Exercise:
Write out the whole listing exactly.

Input records:
------------------------------------------------
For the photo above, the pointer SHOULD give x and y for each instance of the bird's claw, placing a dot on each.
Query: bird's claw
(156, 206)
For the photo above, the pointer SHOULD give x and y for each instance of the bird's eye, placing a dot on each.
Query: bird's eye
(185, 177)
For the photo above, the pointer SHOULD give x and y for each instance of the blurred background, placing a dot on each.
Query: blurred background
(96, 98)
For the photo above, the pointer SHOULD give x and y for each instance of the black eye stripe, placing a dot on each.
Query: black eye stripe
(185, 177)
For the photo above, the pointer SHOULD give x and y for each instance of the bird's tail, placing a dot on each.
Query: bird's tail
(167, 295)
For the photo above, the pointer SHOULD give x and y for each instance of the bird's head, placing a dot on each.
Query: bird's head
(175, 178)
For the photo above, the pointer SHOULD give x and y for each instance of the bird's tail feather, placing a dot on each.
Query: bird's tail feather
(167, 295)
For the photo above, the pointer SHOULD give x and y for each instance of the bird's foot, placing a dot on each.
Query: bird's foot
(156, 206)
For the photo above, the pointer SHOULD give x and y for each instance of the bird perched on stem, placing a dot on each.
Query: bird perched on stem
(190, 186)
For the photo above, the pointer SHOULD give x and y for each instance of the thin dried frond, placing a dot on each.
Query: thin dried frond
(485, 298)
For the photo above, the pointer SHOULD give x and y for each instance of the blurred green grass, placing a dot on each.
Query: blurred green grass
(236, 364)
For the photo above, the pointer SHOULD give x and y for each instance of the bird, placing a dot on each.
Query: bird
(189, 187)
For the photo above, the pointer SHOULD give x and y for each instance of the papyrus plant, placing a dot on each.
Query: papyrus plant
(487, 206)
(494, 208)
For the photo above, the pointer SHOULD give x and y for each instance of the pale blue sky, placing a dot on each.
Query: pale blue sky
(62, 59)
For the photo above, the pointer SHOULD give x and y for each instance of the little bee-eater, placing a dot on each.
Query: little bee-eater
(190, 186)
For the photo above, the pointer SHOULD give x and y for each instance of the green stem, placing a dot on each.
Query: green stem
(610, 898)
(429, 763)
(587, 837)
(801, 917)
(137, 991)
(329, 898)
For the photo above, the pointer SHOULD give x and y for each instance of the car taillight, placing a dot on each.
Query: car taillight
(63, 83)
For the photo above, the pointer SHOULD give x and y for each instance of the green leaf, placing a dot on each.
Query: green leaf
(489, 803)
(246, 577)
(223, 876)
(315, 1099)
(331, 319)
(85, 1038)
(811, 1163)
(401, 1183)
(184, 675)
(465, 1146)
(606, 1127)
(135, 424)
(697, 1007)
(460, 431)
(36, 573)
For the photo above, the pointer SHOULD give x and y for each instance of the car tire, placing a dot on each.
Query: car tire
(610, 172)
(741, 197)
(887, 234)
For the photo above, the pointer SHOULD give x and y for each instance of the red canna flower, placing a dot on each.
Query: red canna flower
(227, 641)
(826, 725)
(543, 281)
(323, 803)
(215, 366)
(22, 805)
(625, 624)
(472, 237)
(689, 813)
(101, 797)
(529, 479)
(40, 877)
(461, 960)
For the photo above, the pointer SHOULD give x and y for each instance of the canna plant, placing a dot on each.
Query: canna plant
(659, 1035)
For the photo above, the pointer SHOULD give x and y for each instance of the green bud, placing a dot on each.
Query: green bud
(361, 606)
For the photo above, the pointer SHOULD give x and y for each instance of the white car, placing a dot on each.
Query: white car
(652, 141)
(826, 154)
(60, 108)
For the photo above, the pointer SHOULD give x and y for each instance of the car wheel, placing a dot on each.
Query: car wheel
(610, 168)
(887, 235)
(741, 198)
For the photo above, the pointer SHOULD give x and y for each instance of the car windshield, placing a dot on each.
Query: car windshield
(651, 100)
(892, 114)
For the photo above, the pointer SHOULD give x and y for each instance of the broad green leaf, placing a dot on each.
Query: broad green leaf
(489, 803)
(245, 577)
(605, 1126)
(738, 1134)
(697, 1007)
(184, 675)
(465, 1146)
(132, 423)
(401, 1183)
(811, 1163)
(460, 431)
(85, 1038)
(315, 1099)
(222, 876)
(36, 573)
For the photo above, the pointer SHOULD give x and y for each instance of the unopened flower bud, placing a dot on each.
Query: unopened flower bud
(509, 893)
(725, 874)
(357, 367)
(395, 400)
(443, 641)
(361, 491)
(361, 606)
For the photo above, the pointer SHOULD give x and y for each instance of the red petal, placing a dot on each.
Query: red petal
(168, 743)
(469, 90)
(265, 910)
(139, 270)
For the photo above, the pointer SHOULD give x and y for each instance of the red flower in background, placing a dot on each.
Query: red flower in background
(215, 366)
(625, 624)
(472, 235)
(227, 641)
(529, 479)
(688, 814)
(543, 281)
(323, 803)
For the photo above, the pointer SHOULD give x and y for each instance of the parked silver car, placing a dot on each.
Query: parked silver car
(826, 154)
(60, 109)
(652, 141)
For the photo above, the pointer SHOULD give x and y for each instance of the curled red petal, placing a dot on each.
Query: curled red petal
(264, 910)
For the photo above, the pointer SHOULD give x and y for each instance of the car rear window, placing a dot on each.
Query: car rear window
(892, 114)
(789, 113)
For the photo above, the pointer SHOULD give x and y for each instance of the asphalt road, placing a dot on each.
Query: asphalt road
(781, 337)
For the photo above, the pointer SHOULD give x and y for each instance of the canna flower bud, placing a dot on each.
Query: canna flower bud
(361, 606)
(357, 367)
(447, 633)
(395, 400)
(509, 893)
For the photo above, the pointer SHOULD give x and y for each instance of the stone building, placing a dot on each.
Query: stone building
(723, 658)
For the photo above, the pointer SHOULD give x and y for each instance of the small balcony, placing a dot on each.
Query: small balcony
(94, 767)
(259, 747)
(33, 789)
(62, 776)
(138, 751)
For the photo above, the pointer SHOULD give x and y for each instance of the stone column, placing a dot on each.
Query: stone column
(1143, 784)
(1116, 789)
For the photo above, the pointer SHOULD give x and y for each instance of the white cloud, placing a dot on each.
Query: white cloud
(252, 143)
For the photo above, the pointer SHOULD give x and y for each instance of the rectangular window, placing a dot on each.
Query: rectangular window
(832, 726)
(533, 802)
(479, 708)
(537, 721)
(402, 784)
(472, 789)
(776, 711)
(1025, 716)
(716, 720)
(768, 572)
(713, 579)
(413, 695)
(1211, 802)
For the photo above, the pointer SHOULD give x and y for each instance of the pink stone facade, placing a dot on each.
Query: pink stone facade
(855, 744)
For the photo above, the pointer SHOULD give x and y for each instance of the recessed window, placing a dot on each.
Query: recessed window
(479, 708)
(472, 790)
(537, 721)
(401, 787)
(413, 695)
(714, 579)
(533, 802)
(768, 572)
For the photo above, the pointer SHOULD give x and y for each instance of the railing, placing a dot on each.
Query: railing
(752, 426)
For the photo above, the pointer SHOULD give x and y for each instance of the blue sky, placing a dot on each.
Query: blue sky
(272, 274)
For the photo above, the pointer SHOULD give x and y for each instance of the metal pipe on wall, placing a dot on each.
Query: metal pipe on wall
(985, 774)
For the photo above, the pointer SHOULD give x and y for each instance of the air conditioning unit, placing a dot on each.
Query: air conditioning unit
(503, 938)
------------------------------------------------
Answer:
For the photo above, the pointer SHOULD give x and y for each instance of the bird's claw, placing a dot on each.
Query: bird's claw
(156, 206)
For the photo above, the pointer SHOULD give x and y for each instance of the bird's eye, placing a dot on each.
Query: bird's eye
(185, 177)
For the photo above, the pointer SHOULD give x and y for each instance of the blurred background, placing a dot on each.
Query: blurred background
(96, 98)
For the photo above, the pointer SHOULD give x and y for each instance of the black eye stripe, placing a dot on each.
Query: black eye stripe
(185, 177)
For the photo above, the pointer SHOULD give x and y for each instance of the bird's tail, placing a dot on each.
Query: bird's tail
(167, 295)
For the photo above, the pointer SHOULD give x and y for each instance of the bird's head, placing a dot on each.
Query: bird's head
(175, 178)
For the photo above, the pointer SHOULD give x and y for each instance of the bird's tail feather, placing a dot on each.
Query: bird's tail feather
(167, 295)
For the photo above, the pointer SHOULD give x and y for each instance of the bird's foot, placing a dot on each.
Query: bird's foot
(156, 206)
For the photo above, the pointer SHOULD give x and y for each instance of the bird perched on stem, placing a dot on each.
Query: bird perched on stem
(190, 186)
For the photo above, the pointer SHOULD give x and y for each instance of the thin dried frond, placing a dot on each.
Query: thin dried frond
(485, 298)
For the photo above, the pointer SHOULD give x and y for each instance of the blurred green grass, placing a dot on each.
Query: blurred green grass
(236, 364)
For the photo above, the pointer SHOULD give x and y for each instance of the bird, placing a dot on each.
Query: bird
(189, 187)
For the photo above, the pointer SHOULD give x and y for each instance of the papyrus plant, placing a dot on each.
Query: papyrus plant
(487, 206)
(494, 208)
For the photo above, the pointer SHOULD give x and y for each instance of the pale blue sky, placing a dot on each.
Query: pale blue sky
(62, 59)
For the photo above, the pointer SHOULD give x and y for each instance of the little bee-eater, placing a dot on each.
Query: little bee-eater
(190, 186)
For the photo above, the pointer SHOULD give x and y for each instance of the green stem, placing a dot on each.
Query: green stem
(610, 898)
(429, 763)
(587, 837)
(801, 917)
(137, 991)
(329, 898)
For the photo above, the pointer SHOULD give x and y for each instance of the car taillight, placing a dot on each.
Query: car taillight
(63, 83)
For the photo above, the pointer SHOULD give x and y for each instance of the green leaf, placing a dot on each.
Query: green leaf
(489, 803)
(246, 577)
(223, 876)
(315, 1099)
(331, 319)
(85, 1038)
(811, 1163)
(401, 1183)
(184, 675)
(465, 1146)
(606, 1127)
(135, 424)
(697, 1007)
(460, 431)
(36, 573)
For the photo above, the pointer SHOULD give x and y for each instance of the car tire, placing a dot on each.
Query: car tire
(610, 172)
(741, 197)
(887, 234)
For the photo above, the pointer SHOULD give x and y for each instance of the red canna flower, placing a dot on each.
Query: red canna flower
(227, 641)
(826, 725)
(543, 281)
(323, 803)
(215, 366)
(22, 805)
(625, 624)
(472, 237)
(689, 813)
(101, 797)
(529, 479)
(40, 877)
(461, 960)
For the photo above, the pointer SHOULD give x and y for each instance of the canna plant, placing a dot on each.
Query: canna plant
(659, 1035)
For the photo above, the pointer SHOULD give x and y for each instance of the green bud, placing a dot on each.
Query: green bud
(361, 606)
For the photo above, the pointer SHOULD give x and y for each instance of the white car, placing a dot on each.
Query: white car
(652, 141)
(826, 154)
(60, 108)
For the photo above, the pointer SHOULD give x and y for each instance of the car wheel, placing a dot on each.
Query: car wheel
(610, 168)
(887, 235)
(741, 198)
For the photo above, the pointer SHOULD give x and y for each instance of the car windshield, placing a dot on each.
Query: car windshield
(651, 100)
(892, 114)
For the photo above, the pointer SHOULD give x and y for each instance of the broad green leaf, placing a dot on each.
Query: broad green leaf
(489, 803)
(245, 577)
(605, 1126)
(738, 1134)
(697, 1007)
(184, 675)
(465, 1146)
(132, 423)
(401, 1183)
(811, 1163)
(460, 431)
(85, 1038)
(315, 1099)
(222, 876)
(36, 573)
For the photo above, the pointer SHOULD give x and y for each instance of the unopened flower bud, placing a dot on each.
Query: unopened flower bud
(509, 893)
(725, 874)
(357, 367)
(395, 400)
(443, 641)
(361, 491)
(361, 606)
For the photo above, the pointer SHOULD give x and y for each instance of the red petal, placing a dot on each.
Query: red petal
(168, 743)
(469, 90)
(265, 910)
(139, 270)
For the photo above, the pointer SHOULD give x and y for each instance of the red flower in background, placing a dot on each.
Query: red flower in background
(215, 366)
(625, 624)
(472, 235)
(227, 641)
(529, 479)
(688, 814)
(543, 281)
(323, 803)
For the photo above, the pointer SHOULD give x and y for each instance of the parked silver car, placing a dot on each.
Query: parked silver car
(826, 154)
(60, 109)
(652, 141)
For the photo above, the pointer SHOULD give x and y for each instance of the curled red petal, placing a dot on each.
Query: curled red petal
(264, 910)
For the photo above, the pointer SHOULD give x and y for each instance of the car rear window, placing a dot on each.
Query: car rear window
(892, 114)
(789, 113)
For the photo above, the pointer SHOULD give x and y for each instance of the asphalt road, placing a dot on each.
Query: asphalt road
(781, 337)
For the photo above, the pointer SHOULD give x and y for each instance of the canna flower bud, placing a dot on each.
Query: canna flower bud
(361, 606)
(357, 367)
(447, 633)
(395, 400)
(509, 893)
For the photo above, the pointer SHOULD give x and y for each instance of the stone building, placing a dot on each.
Query: stone building
(723, 658)
For the photo above, the pointer SHOULD give x and y for each instance of the small balcony, placing a dot on each.
Query: small balcony
(94, 767)
(259, 747)
(33, 789)
(62, 776)
(138, 751)
For the photo above, the pointer SHOULD give x and y for each instance of the stone column, placing a dot on each.
Query: stone column
(1143, 784)
(1116, 789)
For the photo above, the pointer SHOULD give x and y for each instance of the white cloud, placing a dot on each.
Query: white cloud
(252, 143)
For the photo above, the pointer SHOULD give x and y for each instance of the rectangular window, placing a dot on each.
Query: rectangular window
(832, 726)
(533, 802)
(479, 708)
(537, 721)
(402, 784)
(472, 789)
(776, 711)
(1025, 716)
(716, 720)
(768, 572)
(713, 579)
(413, 695)
(1211, 802)
For the photo above, the pointer SHOULD give x and y for each instance of the pink stone facade, placing a dot on each.
Query: pink stone facade
(855, 744)
For the photo above, the pointer SHOULD give x and y for each instance of the recessed window, placing a dot on each.
Query: recessed window
(479, 708)
(472, 790)
(537, 721)
(401, 787)
(413, 695)
(714, 579)
(533, 802)
(768, 572)
For the photo above, the pointer SHOULD give x and y for each instance of the railing, placing a dot on each.
Query: railing
(752, 426)
For the photo above, the pointer SHOULD give x and y for each instance of the blue sky, placing a dot on each.
Query: blue sky
(272, 274)
For the photo above, the pointer SHOULD give x and y for each instance of the metal pipe on wall, placing a dot on each.
Query: metal pipe on wall
(985, 774)
For the photo above, the pointer SHOULD give x and y for each instance of the air conditioning unit, placing a dot on each.
Query: air conditioning unit
(503, 938)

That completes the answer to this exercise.